→ Exercise directions
Reprint the full listing exactly.

→ Task material
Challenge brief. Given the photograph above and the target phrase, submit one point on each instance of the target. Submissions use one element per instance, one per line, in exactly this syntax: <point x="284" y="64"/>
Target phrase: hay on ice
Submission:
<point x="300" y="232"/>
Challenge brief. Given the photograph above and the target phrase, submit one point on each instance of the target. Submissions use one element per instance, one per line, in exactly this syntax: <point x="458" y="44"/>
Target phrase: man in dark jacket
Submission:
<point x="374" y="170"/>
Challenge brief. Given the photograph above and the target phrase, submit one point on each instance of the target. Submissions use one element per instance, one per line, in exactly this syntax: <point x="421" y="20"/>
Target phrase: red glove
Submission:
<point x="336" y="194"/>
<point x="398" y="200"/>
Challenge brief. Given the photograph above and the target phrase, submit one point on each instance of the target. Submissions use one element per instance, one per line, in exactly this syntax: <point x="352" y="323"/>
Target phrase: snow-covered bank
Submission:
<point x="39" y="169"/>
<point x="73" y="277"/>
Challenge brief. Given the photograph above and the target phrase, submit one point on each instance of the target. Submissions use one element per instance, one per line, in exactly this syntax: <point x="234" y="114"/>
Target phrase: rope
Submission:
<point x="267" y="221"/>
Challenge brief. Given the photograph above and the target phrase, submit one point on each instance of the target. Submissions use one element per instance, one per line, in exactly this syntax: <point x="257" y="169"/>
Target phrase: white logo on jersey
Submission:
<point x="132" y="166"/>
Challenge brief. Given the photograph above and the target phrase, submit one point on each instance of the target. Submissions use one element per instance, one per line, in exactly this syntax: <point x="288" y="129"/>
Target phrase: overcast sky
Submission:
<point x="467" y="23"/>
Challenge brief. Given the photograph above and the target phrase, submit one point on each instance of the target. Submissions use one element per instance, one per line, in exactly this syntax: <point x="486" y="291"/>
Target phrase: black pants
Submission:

→ Output for this task
Challenge brief. Given the photograph above and the target phrase, submit one point on each instance of the target. Submissions use one element per instance, one per line, in exactly this syntax: <point x="284" y="64"/>
Target phrase: hay on ice
Submission:
<point x="300" y="232"/>
Challenge brief. Given the photograph above and the target phrase, submit one point on each instance of the target. Submissions use one element per instance, one per line, in exactly this syntax: <point x="458" y="44"/>
Target phrase: man in dark jacket
Submission:
<point x="374" y="170"/>
Challenge brief. Given the photograph above and the target phrase, submit one point on each instance of the target. Submissions use one element per instance, one per line, in exactly this syntax: <point x="421" y="20"/>
Target phrase: red glove
Submission:
<point x="336" y="194"/>
<point x="398" y="200"/>
Challenge brief. Given the photograph above and the target phrase, submit one point on each instance of the target. Submissions use one element per instance, one per line, in exactly this syntax: <point x="352" y="323"/>
Target phrase: snow-covered bank
Submission:
<point x="39" y="169"/>
<point x="73" y="277"/>
Challenge brief. Given the photograph above and the target phrase, submit one point on each instance of the target. Submissions use one element per instance, one per line, in exactly this syntax: <point x="234" y="114"/>
Target phrase: rope
Submission:
<point x="267" y="221"/>
Challenge brief. Given the photograph above and the target phrase, submit one point on each instance of the target. Submissions use one element per instance, one per line, in exactly this syntax: <point x="257" y="169"/>
Target phrase: white logo on jersey
Submission:
<point x="132" y="166"/>
Challenge brief. Given the photograph above and the target phrase, submit one point on each instance of the target. Submissions use one element per instance, one per line, in exactly this syntax: <point x="288" y="129"/>
Target phrase: overcast sky
Submission:
<point x="467" y="23"/>
Challenge brief. Given the photograph above and the target phrase, submit one point on each instance of the target. Submissions use one element per instance, one per line, in exactly this syntax: <point x="486" y="291"/>
Target phrase: black pants
Submission:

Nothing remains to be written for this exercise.